• **抜粋文**:
※
直火式エスプレッソメーカー(マキネッタ)とは?
What's エスプレッソ?
イタリアで生まれ、ヨーロッパからアメリカに人気が広がり、今や世界中で愛されているエスプレッソ。コーヒー本来の持つうまみを、デミタスカップと呼ばれる小さなカップに凝縮した、いわば「コーヒーの中のコーヒー」です。
ドリップ式が重力でコーヒーを抽出するのに対し、エスプレッソは、より高い圧力をコーヒー豆にかけて、一気にそれを行います。そのため、コーヒーのエキスは少量の湯だけで余すことなく抽出され、独特の深いコクが生み出されるのです。そして、抽出時間が短いことで、コーヒーの嫌味を出さず、そのうまみだけを上手に引き出しているのも大きな特徴です。
イタリアでは、コーヒー(Caffe:カッフェ)といえばこのエスプレッソのことを指し、人々の生活に欠かすことのできない飲み物になっています。「バール」という立ち飲み形式の喫茶店などで楽しむほか、それぞれの家庭においても、実に日常的なスタイルで毎日のエスプレッソを楽しんでいるのです。
また、エスプレッソは、そのアレンジバリエーションが豊富なことも特徴の一つです。「カプチーノ」や「カフェラテ」はその代表的なものですが、ミルクの量が全体の半分以上を占めるこれらの飲み物は、ドリップ式のコーヒーでは味わえない、コクと香り豊かなエスプレッソならではの飲み方といえるでしょう。
電気式?直火式?
現在、日本で販売されているエスプレッソメーカーには、大きく分けて2つの種類があります。それは、電気式と直火式。それぞれどのような特徴があるのでしょうか。
【電気式エスプレッソメーカー】
電気式のエスプレッソメーカーは、通常、内蔵されたポンプで高い圧力を発生させ、これを利用してコーヒーの抽出を行う仕組み(ポンプ式)になっています。価格は直火式メーカーと比べるとかなり高価ですが、出来上がりのエスプレッソはより濃厚で、クレマと呼ばれる独特の泡が表面に発生します。通常、コーヒーショップなどで業務用に使われているのは、この電気式のマシンです。
また、電気式マシンにはこのポンプ式とは別に、蒸気の力を利用するタイプもあり、こちらは比較的低価格で入手できますが、ポンプ式のような高気圧を得ることはできません。
※
• **データ抜粋**:
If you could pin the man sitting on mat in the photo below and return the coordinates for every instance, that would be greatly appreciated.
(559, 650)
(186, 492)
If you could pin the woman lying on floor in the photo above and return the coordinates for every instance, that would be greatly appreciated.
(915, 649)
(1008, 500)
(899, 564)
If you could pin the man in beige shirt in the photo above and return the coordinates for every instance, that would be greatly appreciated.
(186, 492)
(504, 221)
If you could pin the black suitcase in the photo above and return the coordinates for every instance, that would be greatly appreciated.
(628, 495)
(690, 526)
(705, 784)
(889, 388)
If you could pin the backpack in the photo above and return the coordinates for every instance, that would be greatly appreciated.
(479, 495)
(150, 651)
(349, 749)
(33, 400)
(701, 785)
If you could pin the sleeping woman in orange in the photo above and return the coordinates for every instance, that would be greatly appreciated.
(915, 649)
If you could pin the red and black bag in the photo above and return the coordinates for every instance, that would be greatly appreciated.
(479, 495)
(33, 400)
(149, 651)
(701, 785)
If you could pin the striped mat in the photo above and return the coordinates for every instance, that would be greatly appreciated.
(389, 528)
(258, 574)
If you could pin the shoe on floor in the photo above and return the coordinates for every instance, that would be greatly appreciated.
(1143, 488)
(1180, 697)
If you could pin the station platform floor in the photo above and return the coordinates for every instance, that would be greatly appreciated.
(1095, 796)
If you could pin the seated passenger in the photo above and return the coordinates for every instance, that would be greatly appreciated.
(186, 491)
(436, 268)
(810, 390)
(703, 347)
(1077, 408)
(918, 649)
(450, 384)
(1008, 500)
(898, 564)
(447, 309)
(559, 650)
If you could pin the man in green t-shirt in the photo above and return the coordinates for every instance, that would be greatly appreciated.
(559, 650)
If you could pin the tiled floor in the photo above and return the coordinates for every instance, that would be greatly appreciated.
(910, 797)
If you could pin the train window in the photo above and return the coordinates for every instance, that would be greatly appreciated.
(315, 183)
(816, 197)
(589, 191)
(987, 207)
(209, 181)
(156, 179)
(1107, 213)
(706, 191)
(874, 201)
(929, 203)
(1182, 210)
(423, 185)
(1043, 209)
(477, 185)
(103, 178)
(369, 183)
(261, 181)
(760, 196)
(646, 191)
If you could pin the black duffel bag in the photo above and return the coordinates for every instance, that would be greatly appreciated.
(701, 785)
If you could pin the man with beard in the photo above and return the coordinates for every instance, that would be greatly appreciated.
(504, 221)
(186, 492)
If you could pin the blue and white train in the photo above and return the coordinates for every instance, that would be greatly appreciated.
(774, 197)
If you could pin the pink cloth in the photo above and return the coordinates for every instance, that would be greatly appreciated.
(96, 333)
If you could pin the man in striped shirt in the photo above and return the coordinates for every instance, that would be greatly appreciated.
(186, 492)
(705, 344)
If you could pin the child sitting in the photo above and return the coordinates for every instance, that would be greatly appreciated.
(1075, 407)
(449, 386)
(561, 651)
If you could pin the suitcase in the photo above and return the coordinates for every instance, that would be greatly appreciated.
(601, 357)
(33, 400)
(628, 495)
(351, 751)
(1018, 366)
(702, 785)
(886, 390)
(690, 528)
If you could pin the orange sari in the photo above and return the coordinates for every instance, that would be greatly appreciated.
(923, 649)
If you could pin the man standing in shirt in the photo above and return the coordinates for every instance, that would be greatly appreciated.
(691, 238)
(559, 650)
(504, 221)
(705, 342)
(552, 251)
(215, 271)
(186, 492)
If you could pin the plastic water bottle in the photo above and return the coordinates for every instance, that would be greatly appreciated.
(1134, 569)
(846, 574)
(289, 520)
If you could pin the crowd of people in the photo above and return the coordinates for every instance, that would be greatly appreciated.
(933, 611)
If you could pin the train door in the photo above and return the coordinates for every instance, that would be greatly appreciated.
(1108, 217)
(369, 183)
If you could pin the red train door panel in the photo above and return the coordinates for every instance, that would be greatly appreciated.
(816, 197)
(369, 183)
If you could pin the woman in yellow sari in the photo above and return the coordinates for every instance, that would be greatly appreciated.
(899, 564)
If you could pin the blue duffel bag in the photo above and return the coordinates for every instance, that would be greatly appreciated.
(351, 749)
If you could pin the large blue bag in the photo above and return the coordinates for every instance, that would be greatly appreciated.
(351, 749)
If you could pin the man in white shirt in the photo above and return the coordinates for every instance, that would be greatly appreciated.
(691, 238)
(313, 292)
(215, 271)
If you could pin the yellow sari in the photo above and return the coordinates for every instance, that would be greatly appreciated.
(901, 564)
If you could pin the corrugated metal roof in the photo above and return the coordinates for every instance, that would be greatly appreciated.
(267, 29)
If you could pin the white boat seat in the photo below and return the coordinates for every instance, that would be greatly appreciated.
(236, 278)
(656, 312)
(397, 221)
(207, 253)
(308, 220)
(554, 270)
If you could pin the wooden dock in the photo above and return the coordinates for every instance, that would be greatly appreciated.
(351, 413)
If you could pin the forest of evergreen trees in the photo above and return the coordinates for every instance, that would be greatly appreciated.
※
• **やること**:
(A) エスプレッソの文章のうち、「ドリップ式が重力でコーヒーを」から「は、この電気式のマシンです。」までを、両端も含めてそのまま書き写すこと。
(B) エスプレッソの文章の最後の文に続けて、その先を書き進めること。

• **出力**:
(A)
ドリップ式が重力でコーヒーを抽出するのに対し、エスプレッソは、より高い圧力をコーヒー豆にかけて、一気にそれを行います。そのため、コーヒーのエキスは少量の湯だけで余すことなく抽出され、独特の深いコクが生み出されるのです。そして、抽出時間が短いことで、コーヒーの嫌味を出さず、そのうまみだけを上手に引き出しているのも大きな特徴です。
イタリアでは、コーヒー(Caffe:カッフェ)といえばこのエスプレッソのことを指し、人々の生活に欠かすことのできない飲み物になっています。「バール」という立ち飲み形式の喫茶店などで楽しむほか、それぞれの家庭においても、実に日常的なスタイルで毎日のエスプレッソを楽しんでいるのです。
また、エスプレッソは、そのアレンジバリエーションが豊富なことも特徴の一つです。「カプチーノ」や「カフェラテ」はその代表的なものですが、ミルクの量が全体の半分以上を占めるこれらの飲み物は、ドリップ式のコーヒーでは味わえない、コクと香り豊かなエスプレッソならではの飲み方といえるでしょう。
電気式?直火式?
現在、日本で販売されているエスプレッソメーカーには、大きく分けて2つの種類があります。それは、電気式と直火式。それぞれどのような特徴があるのでしょうか。
【電気式エスプレッソメーカー】
電気式のエスプレッソメーカーは、通常、内蔵されたポンプで高い圧力を発生させ、これを利用してコーヒーの抽出を行う仕組み(ポンプ式)になっています。価格は直火式メーカーと比べるとかなり高価ですが、出来上がりのエスプレッソはより濃厚で、クレマと呼ばれる独特の泡が表面に発生します。通常、コーヒーショップなどで業務用に使われているのは、この電気式のマシンです。

(B)
【直火式エスプレッソメーカー】
一方の直火式メーカーですが、こちらは文字通り、直接火にかけることで蒸気圧を生み出し、これを利用してコーヒーの抽出を行うエスプレッソメーカーです。得られる気圧は電気式(ポンプ式)ほど高くなく、クレマも、カップに注ぐとほとんど残らないほどしかできません。しかし、その抽出力は意外に強く、抽出後のコーヒーの粉がカチカチに固まる程度の蒸気圧が得られます。
日本では、エスプレッソメーカーというと電気式の方がよく知られていますが、本場イタリアでは、実はこの直火式メーカーの方が圧倒的に広く普及しています。「マキネッタ」(小型のコーヒー沸かし器の意)と呼ばれ、ほとんどの家庭がこの器具を使って毎日のコーヒータイムを楽しんでいるのです。どの家庭でも最低1台は持っているといわれていますので、日本の「きゅうす」のような存在といえるでしょう。
では、直火式エスプレッソメーカーの魅力はどんなところにあるのでしょうか。ドリップ式にはないコクのあるコーヒーを楽しめるのはもちろん、電気式のマシンと比べて特に際立つのが、なんといってもその「手軽さ」です。具体的には次のような点が挙げられるかと思います。
○使い方の手軽さ (コーヒー豆と水をセットして火にかけるだけ)
○使用後のお手入れの簡単さ (さっと丸洗いできて便利)
○価格 (電気式と比べて低価格)
○サイズ(場所を取らずどこにでも置ける)
○メンテナンス(シンプル構造で故障もほとんどなし)
直火式エスプレッソは、より家庭的で手軽なスタイルのエスプレッソということができるでしょう。飲みたいと思った時にいつでも気軽に楽しめる、そんなところが、直火式エスプレッソメーカーの最大の魅力であると、私たちは考えています。
そして、直火式メーカーは、使用するほどにコーヒーの香りが器具になじみ、より自分好みの味を出せるようになってきます。使い込んでいくという楽しさも、直火式エスプレッソメーカーの持つ大きな魅力のひとつといえるでしょう。
エスプレッソメーカーの仕組み
それでは、直火式エスプレッソメーカーがどのようにして抽出を行うのか、ここで簡単にその仕組みを見てみましょう。
まず、コーヒー豆と水は図のような位置でセットします。この状態でガスコンロなどの熱源にかけて加熱します。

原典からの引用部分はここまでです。